Sucker_On Vacuuming - COMMITTING - Summary of Carry On, Warrior: The Power of Embracing Your Messy, Beautiful Life - Book Summary

Summary of Carry On, Warrior: The Power of Embracing Your Messy, Beautiful Life - Book Summary (2016)

Part II. COMMITTING

Chapter 16. Sucker_On Vacuuming

A while ago, Craig came home with a new vacuum. An unsolicited new vacuum.

Like cooking, I consider vacuuming to be something that show-offy people do. And also people who are not quite as deep and sentimental as I am.

The floors in my home read like a history of our family. In that corner, you might find Cheerios from a special playdate last month, and under that rug you’ll find glitter from last Thanksgiving’s craft. It’s lovely, really. Since I am incapable of ordering pictures or assembling family photo albums, Craig and I sit on the couch in the evenings, gazing from pile of floor crap to pile of floor crap, reminiscing. We find these moments to be quite special. But if you are the vacuuming type, I don’t want you to feel guilty. I’m just suggesting that kids grow up fast, so you might want to consider setting aside some floor memories.

Several years ago, I started suspecting that my friends had different beliefs about vacuuming and memory keeping. It seemed they were opposed to using floors as scrapbooks, because their carpets always had those fancy lines in them. You know, those fresh, prideful, “I just vacuumed” lines? I began to feel a little uncomfortable about my unliney carpets. Now, one might predict that this discomfort would lead me to reevaluate my vacuuming boycott, but one might predict wrong. I find my vacuum to be very heavy and ugly and not at all conducive to relaxing. There is nothing that leads me into a cursing tirade faster than trying to lug my vacuum up two flights of stairs. And Jesus said, If your vacuum causes you to curse, gouge it out, or something like that. So actually becoming a real-life vacuumer wasn’t an option, since I love Jesus. If you do vacuum, I’m not trying to suggest that you don’t love Jesus. I assume it’s possible to do both. I’m just saying it’s not likely. Not likely at all.
---*---
_YOUR TASKS_
1/ Print the section of the vacuuming chapter between "A while ago, Craig" and "sentimental as I am.", inclusive.
2/ According to the vacuuming chapter, what can be found under the rug?
3/ Go on with the vacuuming chapter, starting after its final sentence.
---*---
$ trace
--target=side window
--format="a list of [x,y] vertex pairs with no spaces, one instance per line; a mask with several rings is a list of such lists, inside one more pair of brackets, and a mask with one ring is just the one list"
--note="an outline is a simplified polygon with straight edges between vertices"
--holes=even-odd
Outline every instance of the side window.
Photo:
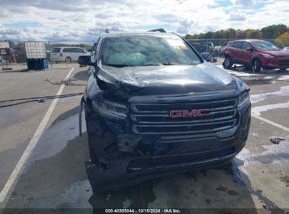
[[234,48],[234,47],[235,47],[235,45],[236,45],[236,42],[231,42],[229,44],[229,45],[231,47]]
[[242,49],[243,42],[236,42],[234,48],[236,49]]
[[92,47],[92,51],[94,51],[95,50],[96,50],[98,44],[98,42],[96,42],[94,43],[94,46]]
[[247,50],[248,48],[252,48],[252,46],[249,42],[244,42],[243,43],[242,49]]
[[65,49],[63,49],[63,53],[71,53],[72,51],[71,51],[71,49],[69,49],[69,48],[65,48]]

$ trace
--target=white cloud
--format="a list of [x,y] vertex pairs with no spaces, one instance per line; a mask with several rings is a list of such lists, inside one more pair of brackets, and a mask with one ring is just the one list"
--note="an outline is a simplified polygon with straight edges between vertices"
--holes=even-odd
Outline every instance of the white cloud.
[[70,0],[1,0],[0,39],[95,40],[106,27],[139,30],[165,26],[193,34],[289,25],[288,1],[262,2],[264,6],[256,8],[255,0],[76,0],[73,4]]
[[246,13],[241,11],[231,11],[229,16],[231,21],[245,21],[246,20]]
[[243,6],[251,6],[255,3],[254,0],[231,0],[234,5],[240,5]]

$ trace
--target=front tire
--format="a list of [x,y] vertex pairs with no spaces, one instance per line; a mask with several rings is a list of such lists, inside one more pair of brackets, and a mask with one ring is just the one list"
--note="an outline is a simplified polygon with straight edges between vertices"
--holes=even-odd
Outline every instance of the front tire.
[[252,63],[252,71],[259,73],[262,68],[262,63],[259,59],[256,58]]
[[233,65],[233,62],[232,60],[231,59],[231,57],[229,56],[225,56],[225,60],[224,61],[223,63],[224,67],[230,68]]
[[72,61],[72,59],[70,56],[68,56],[68,57],[65,58],[65,63],[70,63]]

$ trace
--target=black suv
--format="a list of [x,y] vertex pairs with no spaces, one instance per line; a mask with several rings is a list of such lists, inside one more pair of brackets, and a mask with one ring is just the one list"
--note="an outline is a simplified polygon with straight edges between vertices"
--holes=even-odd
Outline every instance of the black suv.
[[94,192],[227,163],[245,146],[249,87],[181,37],[106,32],[81,101]]

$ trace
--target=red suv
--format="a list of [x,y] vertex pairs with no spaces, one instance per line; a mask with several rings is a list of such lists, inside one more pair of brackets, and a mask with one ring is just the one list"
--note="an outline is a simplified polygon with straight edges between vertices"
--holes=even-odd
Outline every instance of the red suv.
[[285,70],[289,68],[289,53],[268,41],[236,40],[225,47],[223,65],[231,68],[233,63],[244,65],[254,72],[259,72],[262,68]]

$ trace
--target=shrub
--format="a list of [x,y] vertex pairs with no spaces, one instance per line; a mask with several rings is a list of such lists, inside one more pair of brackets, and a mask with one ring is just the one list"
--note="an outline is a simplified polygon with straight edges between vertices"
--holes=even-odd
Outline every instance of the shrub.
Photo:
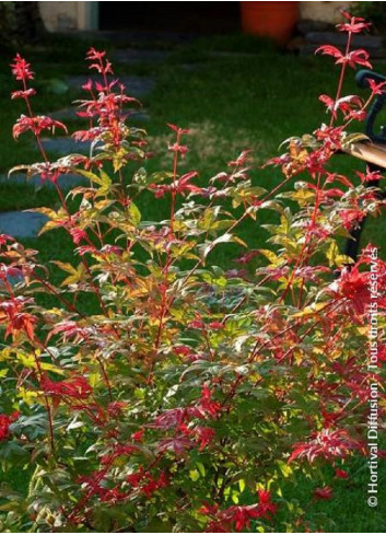
[[[370,102],[341,95],[347,68],[370,66],[350,49],[365,23],[343,14],[346,51],[319,48],[340,65],[336,96],[320,96],[330,121],[285,142],[269,162],[283,173],[271,190],[253,185],[248,151],[204,183],[182,174],[189,132],[174,125],[171,170],[149,174],[145,132],[130,126],[138,103],[93,48],[101,81],[83,86],[89,128],[74,133],[91,153],[48,161],[40,135],[66,126],[34,115],[33,72],[15,58],[12,97],[27,115],[13,135],[31,131],[43,154],[17,168],[54,183],[61,207],[37,210],[49,218],[42,232],[65,229],[73,258],[52,260],[58,286],[36,251],[1,235],[0,454],[5,470],[32,467],[26,497],[2,490],[3,531],[320,528],[283,495],[283,479],[301,469],[315,499],[329,499],[320,464],[346,478],[347,460],[367,453],[370,379],[381,381],[367,368],[374,261],[379,291],[386,284],[376,247],[353,264],[337,244],[382,205],[378,174],[354,185],[328,167]],[[372,83],[372,95],[382,88]],[[68,173],[87,185],[65,196]],[[141,198],[168,218],[142,220]],[[265,210],[276,223],[259,223]],[[266,249],[239,239],[246,220],[268,232]],[[229,244],[236,268],[224,271],[211,254]]]

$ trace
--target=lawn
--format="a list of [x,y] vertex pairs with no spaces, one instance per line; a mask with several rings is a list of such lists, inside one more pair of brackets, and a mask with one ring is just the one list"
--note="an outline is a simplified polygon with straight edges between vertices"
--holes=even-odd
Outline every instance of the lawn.
[[[78,74],[86,69],[82,61],[87,46],[86,42],[62,38],[23,50],[36,72],[36,112],[54,112],[79,97],[77,91],[66,91],[57,80],[65,80],[67,74]],[[162,46],[168,48],[164,44]],[[107,48],[113,51],[112,45]],[[11,57],[3,55],[1,66],[0,173],[39,158],[27,137],[17,142],[12,139],[12,125],[23,111],[21,103],[11,104],[9,101],[9,93],[14,88],[7,70]],[[386,70],[382,63],[376,65],[376,68]],[[330,62],[324,58],[295,57],[267,43],[243,36],[230,36],[226,39],[207,37],[171,47],[171,55],[163,62],[119,63],[115,66],[115,72],[117,75],[151,77],[155,81],[153,91],[142,100],[150,120],[139,124],[148,130],[150,148],[154,152],[154,158],[147,164],[149,170],[171,166],[166,151],[171,136],[166,123],[173,123],[191,130],[187,138],[190,152],[184,167],[198,170],[202,184],[225,170],[226,163],[242,150],[250,149],[254,155],[254,183],[268,189],[278,184],[280,175],[272,168],[261,170],[260,165],[278,154],[278,147],[284,139],[312,132],[327,120],[318,95],[334,94],[337,83],[337,77],[331,75]],[[346,90],[348,94],[356,92],[353,74]],[[75,128],[73,121],[69,124],[70,131]],[[332,163],[335,171],[354,176],[356,162],[352,159],[336,156]],[[0,183],[1,211],[57,205],[57,195],[52,189],[12,184],[12,178]],[[163,207],[164,213],[154,213],[151,203],[140,208],[147,220],[166,217],[167,213],[166,206]],[[243,229],[243,237],[252,248],[262,246],[267,239],[264,231],[257,229],[250,224]],[[382,246],[385,232],[386,218],[376,222],[369,221],[363,240],[371,240]],[[25,240],[25,243],[42,252],[43,263],[52,258],[71,260],[71,243],[61,231],[45,234],[37,240]],[[213,261],[223,267],[234,267],[224,253],[218,254]],[[312,509],[315,520],[319,516],[328,519],[328,530],[332,532],[386,530],[385,474],[379,470],[379,504],[377,509],[371,510],[365,502],[365,461],[352,463],[351,472],[353,477],[339,481],[331,501],[316,504],[307,502],[313,482],[303,476],[299,476],[296,486],[284,486],[283,492],[297,498],[306,509]],[[331,474],[327,473],[327,478],[330,477]],[[24,485],[19,474],[15,485],[21,488]]]

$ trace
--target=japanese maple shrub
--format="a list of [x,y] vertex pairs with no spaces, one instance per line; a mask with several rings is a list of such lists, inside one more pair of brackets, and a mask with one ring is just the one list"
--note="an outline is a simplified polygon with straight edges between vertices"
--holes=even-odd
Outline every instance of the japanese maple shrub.
[[[73,258],[43,266],[36,251],[0,236],[0,455],[10,485],[10,470],[30,467],[26,496],[2,490],[3,531],[323,528],[292,507],[282,481],[296,466],[314,478],[315,498],[334,498],[320,463],[349,477],[349,457],[366,454],[374,247],[353,264],[337,239],[382,208],[378,174],[355,185],[327,168],[370,102],[341,93],[348,68],[370,67],[350,45],[366,23],[343,15],[347,49],[318,50],[340,68],[337,94],[320,96],[329,123],[286,142],[270,162],[283,173],[271,190],[252,184],[247,151],[204,184],[182,173],[189,132],[174,125],[171,168],[148,173],[145,131],[130,126],[138,103],[93,48],[101,81],[83,86],[87,128],[74,133],[91,153],[49,161],[42,132],[66,126],[35,115],[34,74],[14,59],[12,98],[26,115],[13,135],[32,133],[42,149],[42,162],[17,168],[57,188],[60,209],[37,210],[49,218],[42,232],[65,229]],[[66,197],[58,178],[69,173],[86,185]],[[142,220],[143,196],[167,203],[167,220]],[[278,217],[262,229],[265,210]],[[268,232],[266,249],[237,236],[245,220]],[[230,242],[238,264],[224,272],[211,254]],[[257,256],[265,263],[254,270]],[[384,290],[381,259],[378,271]],[[379,348],[385,356],[383,330]]]

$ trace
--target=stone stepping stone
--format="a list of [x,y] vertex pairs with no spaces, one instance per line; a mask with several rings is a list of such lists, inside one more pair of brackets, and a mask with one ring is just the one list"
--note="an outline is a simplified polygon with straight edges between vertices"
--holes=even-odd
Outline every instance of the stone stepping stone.
[[[25,174],[23,173],[14,173],[10,175],[8,178],[7,175],[0,175],[0,184],[1,183],[9,183],[12,185],[13,184],[26,184],[26,185],[32,185],[35,187],[49,187],[54,188],[54,184],[50,181],[42,181],[39,176],[32,176],[31,178],[26,178]],[[75,175],[75,174],[68,174],[68,175],[61,175],[57,182],[59,187],[61,189],[70,189],[74,186],[80,186],[82,184],[89,184],[87,179],[84,176],[81,175]]]
[[162,63],[169,58],[171,53],[166,50],[136,50],[133,48],[126,48],[115,50],[110,56],[112,60],[118,63]]
[[[136,97],[147,96],[154,88],[155,82],[150,77],[118,77],[119,81],[126,86],[129,95]],[[92,74],[92,75],[73,75],[67,77],[66,83],[72,89],[81,91],[82,85],[84,85],[87,80],[93,80],[96,82],[101,82],[101,77]]]
[[0,213],[0,233],[15,237],[36,237],[48,221],[43,213],[12,211]]

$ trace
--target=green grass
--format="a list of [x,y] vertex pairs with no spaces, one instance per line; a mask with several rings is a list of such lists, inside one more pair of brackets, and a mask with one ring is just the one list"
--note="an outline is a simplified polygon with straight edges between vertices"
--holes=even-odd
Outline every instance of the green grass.
[[[39,94],[35,97],[37,112],[59,109],[77,97],[73,92],[55,95],[44,83],[45,80],[79,73],[84,51],[90,43],[74,39],[51,40],[26,51],[33,61],[37,75]],[[217,55],[215,51],[235,51],[234,56]],[[246,53],[246,54],[243,54]],[[21,103],[10,104],[9,92],[14,88],[7,66],[11,56],[1,65],[1,144],[0,171],[7,173],[20,163],[38,160],[38,153],[28,139],[14,142],[12,124],[22,113]],[[378,66],[383,70],[382,66]],[[259,165],[278,153],[278,147],[290,136],[311,132],[327,120],[323,105],[317,97],[320,93],[334,94],[337,71],[324,58],[295,57],[278,51],[271,45],[243,37],[206,37],[199,42],[175,48],[165,63],[136,66],[117,65],[119,74],[152,75],[156,80],[153,93],[143,100],[151,120],[147,129],[155,156],[147,163],[150,171],[171,165],[167,141],[171,139],[166,123],[174,123],[191,130],[187,138],[190,152],[183,166],[197,168],[202,184],[219,171],[226,170],[226,163],[242,150],[254,151],[255,184],[272,188],[279,181],[279,173],[272,168],[261,171]],[[346,92],[355,93],[353,72],[349,74]],[[42,83],[43,80],[43,83]],[[71,126],[72,130],[74,125]],[[334,159],[331,170],[354,176],[358,162],[347,156]],[[31,186],[0,183],[0,210],[26,209],[37,206],[56,206],[54,190]],[[166,217],[166,207],[155,207],[142,202],[144,219],[155,220]],[[269,216],[266,216],[268,218]],[[267,222],[267,219],[265,221]],[[383,246],[386,218],[369,222],[364,241],[371,240]],[[266,243],[266,234],[259,224],[243,228],[243,237],[253,248]],[[71,243],[65,233],[55,231],[38,240],[27,240],[26,245],[42,252],[42,261],[52,258],[71,259]],[[212,261],[232,266],[227,253],[213,253]],[[366,503],[367,472],[363,462],[355,462],[354,476],[348,481],[339,481],[335,499],[328,502],[311,502],[313,481],[299,475],[296,485],[284,484],[283,492],[297,498],[311,515],[325,515],[328,528],[334,532],[379,532],[385,531],[386,492],[385,476],[379,469],[379,504],[376,510]],[[361,464],[362,463],[362,464]],[[356,474],[356,475],[355,475]],[[331,477],[326,473],[327,480]],[[1,479],[1,476],[0,476]],[[19,488],[25,485],[17,475]]]

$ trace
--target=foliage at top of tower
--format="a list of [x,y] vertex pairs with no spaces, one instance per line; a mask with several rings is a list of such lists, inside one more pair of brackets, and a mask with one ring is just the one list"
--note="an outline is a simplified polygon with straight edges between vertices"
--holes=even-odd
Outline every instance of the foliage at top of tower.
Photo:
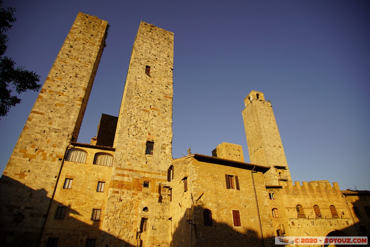
[[17,64],[10,57],[3,57],[6,51],[9,40],[5,32],[13,26],[11,23],[17,19],[14,17],[15,9],[2,7],[0,0],[0,116],[6,116],[11,106],[21,103],[16,96],[11,95],[11,89],[15,88],[18,94],[28,90],[38,91],[41,85],[40,76],[33,71],[24,70],[24,67],[14,68]]

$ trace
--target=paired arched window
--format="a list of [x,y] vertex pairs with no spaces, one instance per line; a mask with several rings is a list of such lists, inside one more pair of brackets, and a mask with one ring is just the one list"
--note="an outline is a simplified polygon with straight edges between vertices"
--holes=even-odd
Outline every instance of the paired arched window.
[[316,218],[322,218],[323,216],[320,211],[320,208],[317,205],[313,205],[313,211],[315,212],[315,215]]
[[203,220],[205,226],[212,226],[212,213],[209,209],[206,208],[203,211]]
[[67,152],[65,160],[73,162],[85,163],[87,156],[87,152],[79,148],[71,148]]
[[297,215],[298,218],[306,218],[305,211],[303,211],[302,205],[298,204],[296,206],[296,209],[297,210]]
[[361,218],[361,214],[360,213],[360,210],[358,207],[353,207],[352,210],[353,211],[353,213],[357,218]]
[[112,166],[113,162],[113,156],[111,154],[105,153],[97,153],[94,158],[94,165]]
[[272,217],[274,218],[279,217],[279,213],[278,211],[278,208],[274,208],[272,209]]
[[338,218],[338,213],[337,212],[337,209],[335,208],[334,205],[330,205],[330,212],[332,213],[332,216],[333,218]]
[[364,207],[364,209],[365,210],[365,213],[366,213],[367,218],[370,218],[370,207],[365,206]]

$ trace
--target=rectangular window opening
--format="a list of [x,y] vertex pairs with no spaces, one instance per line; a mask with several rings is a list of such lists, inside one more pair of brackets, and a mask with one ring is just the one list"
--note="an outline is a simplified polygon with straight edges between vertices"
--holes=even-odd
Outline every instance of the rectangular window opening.
[[100,220],[100,216],[101,215],[101,209],[93,208],[92,213],[91,214],[91,220],[93,221],[99,221]]
[[88,238],[86,240],[86,247],[95,247],[96,239]]
[[142,233],[147,231],[148,229],[148,218],[141,218],[141,223],[140,224],[140,230]]
[[154,143],[152,141],[147,141],[147,149],[145,151],[145,154],[153,155],[153,148],[154,146]]
[[239,178],[238,176],[225,174],[225,179],[226,181],[226,188],[240,190]]
[[241,226],[240,222],[240,214],[238,210],[232,211],[233,221],[234,222],[234,226]]
[[146,65],[145,66],[145,73],[150,76],[150,66]]
[[67,207],[58,207],[57,208],[57,212],[55,214],[54,218],[56,220],[63,220],[64,218]]
[[63,188],[72,188],[72,181],[73,180],[71,178],[65,178],[65,180],[64,181],[64,184],[63,186]]
[[174,179],[174,166],[171,165],[167,171],[167,181],[171,182]]
[[98,182],[98,187],[96,188],[96,191],[99,192],[103,192],[104,191],[104,186],[105,184],[105,182]]

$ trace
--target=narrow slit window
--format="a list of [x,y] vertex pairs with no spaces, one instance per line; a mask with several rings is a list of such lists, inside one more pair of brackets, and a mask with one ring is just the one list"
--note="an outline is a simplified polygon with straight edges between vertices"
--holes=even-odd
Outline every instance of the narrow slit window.
[[332,213],[332,216],[333,218],[338,218],[338,213],[335,206],[334,205],[330,205],[329,207],[330,208],[330,212]]
[[316,218],[322,218],[322,215],[320,211],[320,208],[317,205],[313,206],[313,211],[315,212],[315,215]]
[[205,226],[212,226],[212,212],[209,209],[206,208],[203,211],[203,220]]
[[141,219],[140,230],[140,231],[142,233],[147,231],[147,230],[148,230],[148,218],[143,218]]
[[145,66],[145,73],[150,76],[150,66],[147,65]]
---*---
_THE RESPONSES_
1/
A while ago, Craig came home with a new vacuum. An unsolicited new vacuum.

Like cooking, I consider vacuuming to be something that show-offy people do. And also people who are not quite as deep and sentimental as I am.

2/ Glitter from last Thanksgiving's craft.

3/
In any case, it was becoming clear that I needed to start thinking creatively about this vacuuming issue.

One day I was watching Tish stroll her baby doll around the family room in a little pink baby stroller. My gaze fell to the floor behind her, and I noticed that the stroller wheels were making perfect lines across the carpet. Perfect, fancy, “I just vacuumed” lines. CA-CHING!

For the last three years, before company arrives, before Craig comes home from a trip, every time I feel like playing dutiful housewife, I call Tish and ask her if she’d like to take her baby for a walk. And Tish says, “A reg-a-larwalk or a careful walk, Mommy?” And I say, “A careful walk, honey.” When she was two, I taught Tish that a careful walk is when you stroll your baby back and forth across the carpet in such a way that the stroller lines run perfectly parallel to each other … back and forth, back and forth, back and forth. And so for three wonderful years, Mommy sat on the couch and cheered for Tish while she and her baby doll “vacuumed.”

Craig would come home and say, “Wow! You vacuumed!” with the same proud tone he uses when I cut a tomato all by myself. And I would smile and bat my eyelashes coyly but never answer directly because honesty is very important to me.

It was a miracle, really. Except that one night I saw Craig looking quizzically at the floor. I realized with terror that he was finally noticing the piles of floor crap surrounding my fancy lines. Not good.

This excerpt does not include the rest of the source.